[Image point grounding data]
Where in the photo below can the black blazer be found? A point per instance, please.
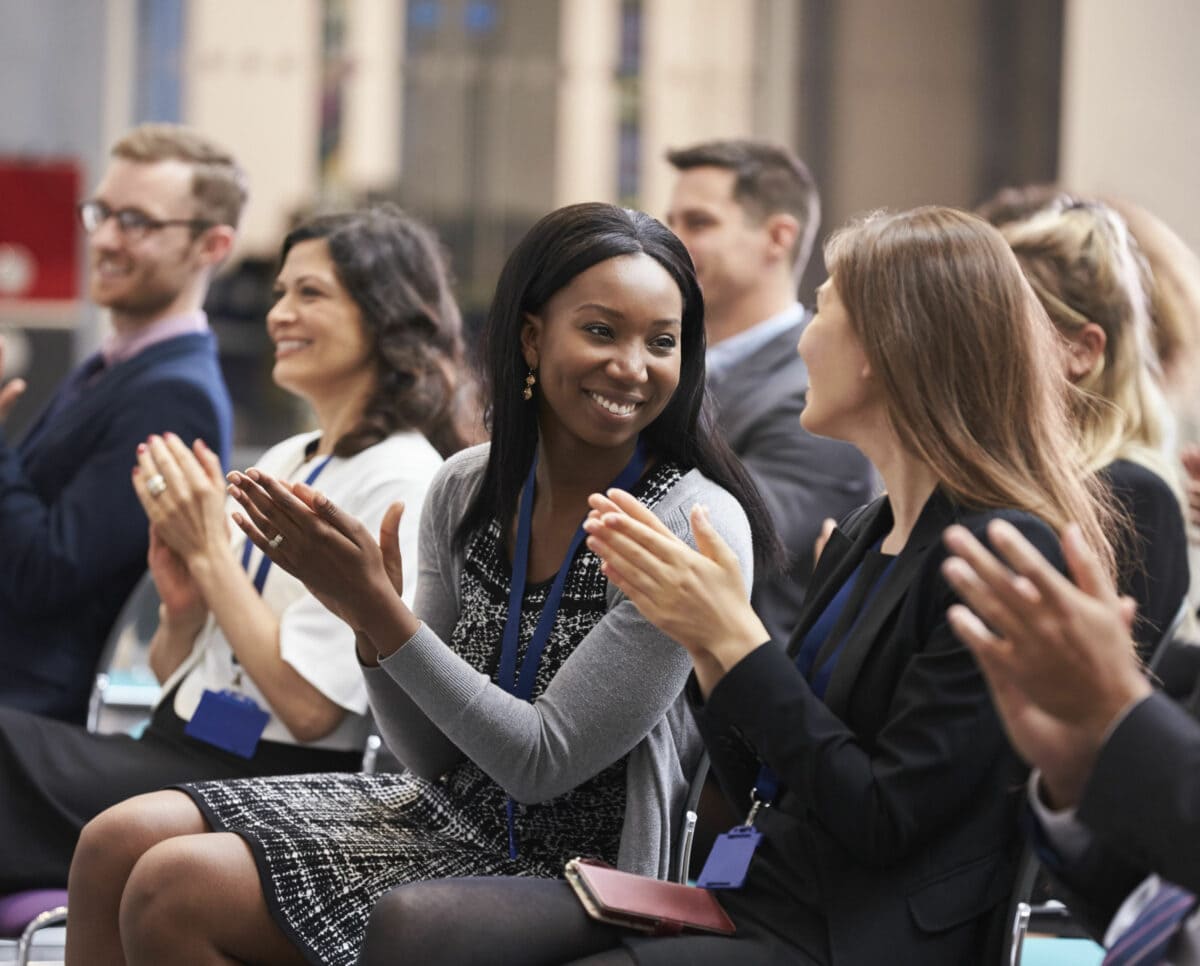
(1143, 805)
(895, 834)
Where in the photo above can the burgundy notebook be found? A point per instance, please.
(648, 905)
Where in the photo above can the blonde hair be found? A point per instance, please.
(1173, 283)
(219, 184)
(1085, 268)
(969, 364)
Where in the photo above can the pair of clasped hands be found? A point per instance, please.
(183, 490)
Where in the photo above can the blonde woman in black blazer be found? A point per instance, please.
(893, 834)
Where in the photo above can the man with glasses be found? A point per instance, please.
(72, 533)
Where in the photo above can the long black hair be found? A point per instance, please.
(391, 267)
(559, 247)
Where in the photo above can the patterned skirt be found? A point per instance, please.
(328, 847)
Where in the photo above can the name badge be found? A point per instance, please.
(229, 721)
(730, 859)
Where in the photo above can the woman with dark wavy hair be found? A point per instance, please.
(371, 349)
(880, 792)
(538, 712)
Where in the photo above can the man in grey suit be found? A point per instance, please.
(748, 213)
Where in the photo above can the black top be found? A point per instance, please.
(1155, 570)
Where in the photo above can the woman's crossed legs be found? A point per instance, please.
(153, 883)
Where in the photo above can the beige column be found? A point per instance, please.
(253, 83)
(586, 149)
(372, 119)
(1129, 120)
(697, 82)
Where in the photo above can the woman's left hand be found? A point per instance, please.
(696, 598)
(187, 513)
(329, 551)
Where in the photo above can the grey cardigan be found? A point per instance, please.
(619, 691)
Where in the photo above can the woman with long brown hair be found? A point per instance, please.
(885, 826)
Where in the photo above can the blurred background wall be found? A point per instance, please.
(481, 115)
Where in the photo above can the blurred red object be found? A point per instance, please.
(39, 232)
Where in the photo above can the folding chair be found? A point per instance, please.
(24, 913)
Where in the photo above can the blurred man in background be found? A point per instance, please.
(72, 533)
(749, 214)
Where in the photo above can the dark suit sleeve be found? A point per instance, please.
(1143, 799)
(58, 553)
(939, 742)
(802, 478)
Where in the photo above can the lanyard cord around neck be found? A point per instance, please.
(522, 687)
(264, 565)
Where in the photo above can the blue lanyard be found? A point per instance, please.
(264, 565)
(522, 687)
(766, 786)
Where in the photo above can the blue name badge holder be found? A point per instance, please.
(228, 719)
(729, 861)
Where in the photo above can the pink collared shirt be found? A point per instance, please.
(120, 348)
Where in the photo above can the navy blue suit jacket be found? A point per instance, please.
(895, 835)
(73, 537)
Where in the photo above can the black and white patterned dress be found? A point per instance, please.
(329, 846)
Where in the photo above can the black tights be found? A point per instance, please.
(523, 922)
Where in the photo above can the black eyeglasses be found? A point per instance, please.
(132, 223)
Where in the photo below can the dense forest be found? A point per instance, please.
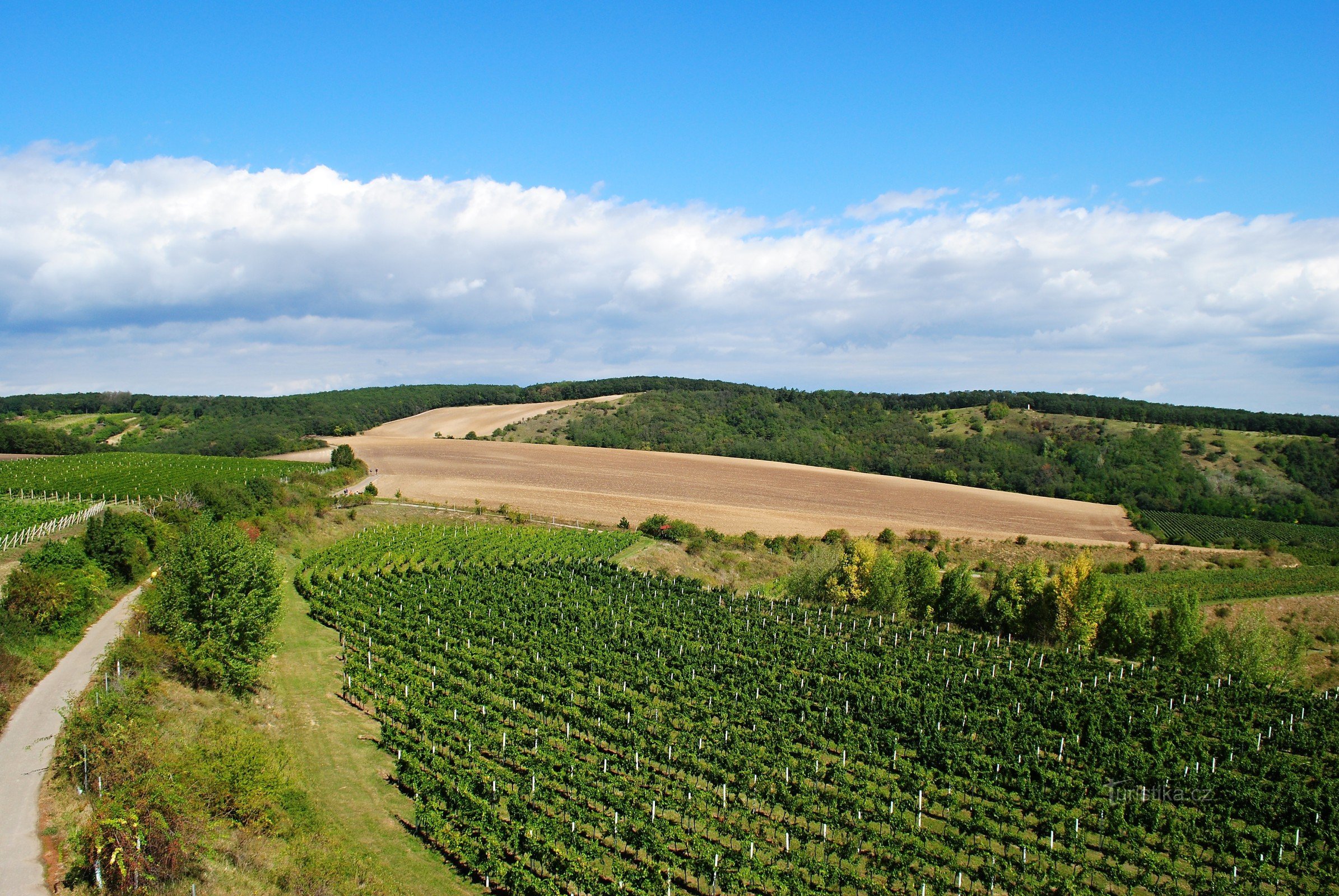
(239, 426)
(1144, 468)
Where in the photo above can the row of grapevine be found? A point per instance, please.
(25, 521)
(137, 476)
(18, 515)
(1195, 528)
(1214, 586)
(565, 724)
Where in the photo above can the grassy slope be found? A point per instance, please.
(346, 774)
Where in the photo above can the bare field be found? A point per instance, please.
(730, 494)
(481, 419)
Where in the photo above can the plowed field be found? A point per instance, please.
(461, 421)
(732, 494)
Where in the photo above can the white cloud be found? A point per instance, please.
(179, 275)
(894, 203)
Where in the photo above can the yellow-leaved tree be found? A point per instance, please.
(1080, 594)
(849, 582)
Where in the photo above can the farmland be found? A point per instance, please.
(1212, 586)
(138, 476)
(730, 494)
(1199, 529)
(562, 721)
(16, 516)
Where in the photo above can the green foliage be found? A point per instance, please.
(959, 598)
(142, 476)
(16, 515)
(1199, 529)
(887, 589)
(343, 456)
(920, 580)
(122, 544)
(848, 583)
(1125, 628)
(170, 777)
(565, 698)
(808, 579)
(1214, 586)
(1178, 627)
(30, 438)
(218, 598)
(658, 525)
(1013, 599)
(1307, 463)
(1144, 468)
(1081, 595)
(47, 595)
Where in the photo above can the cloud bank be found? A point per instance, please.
(176, 275)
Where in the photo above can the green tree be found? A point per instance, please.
(343, 456)
(887, 590)
(959, 598)
(849, 582)
(1178, 628)
(121, 543)
(1125, 628)
(1081, 595)
(1014, 594)
(218, 599)
(809, 576)
(920, 577)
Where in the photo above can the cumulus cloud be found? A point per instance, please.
(179, 275)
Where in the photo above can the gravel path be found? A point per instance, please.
(26, 749)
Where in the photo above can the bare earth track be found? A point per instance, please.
(730, 494)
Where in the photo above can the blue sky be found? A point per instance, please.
(770, 108)
(1121, 199)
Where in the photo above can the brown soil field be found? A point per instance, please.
(730, 494)
(481, 418)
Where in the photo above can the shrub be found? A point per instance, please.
(658, 525)
(121, 544)
(343, 457)
(218, 599)
(836, 538)
(1125, 628)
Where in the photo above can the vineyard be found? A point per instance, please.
(16, 516)
(1199, 529)
(1214, 586)
(137, 476)
(565, 725)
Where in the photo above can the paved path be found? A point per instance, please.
(26, 749)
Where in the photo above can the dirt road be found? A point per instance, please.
(26, 749)
(732, 494)
(461, 421)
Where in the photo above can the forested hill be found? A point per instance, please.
(243, 426)
(1142, 454)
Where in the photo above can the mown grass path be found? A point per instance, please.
(346, 774)
(26, 749)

# AIM OF THE EXERCISE
The answer is to be the lines from the one holding "Where in the photo above can the vineyard" through the end of the data above, transcribed character for character, both ends included.

# EXERCISE RESULT
Where in the photo above can the vineyard be found? A point per instance, please.
(16, 516)
(1199, 529)
(1214, 586)
(137, 476)
(565, 725)
Where in the photo above can the paved path be found? A point per instance, please.
(26, 749)
Where in the photo above can the dirt road be found? A point per instance, please.
(26, 749)
(732, 494)
(461, 421)
Where in the photo above can the forested hill be found? A point per instance, please.
(243, 426)
(1142, 454)
Where in the photo above can the mown grass path be found? A point per instance, please.
(346, 774)
(26, 749)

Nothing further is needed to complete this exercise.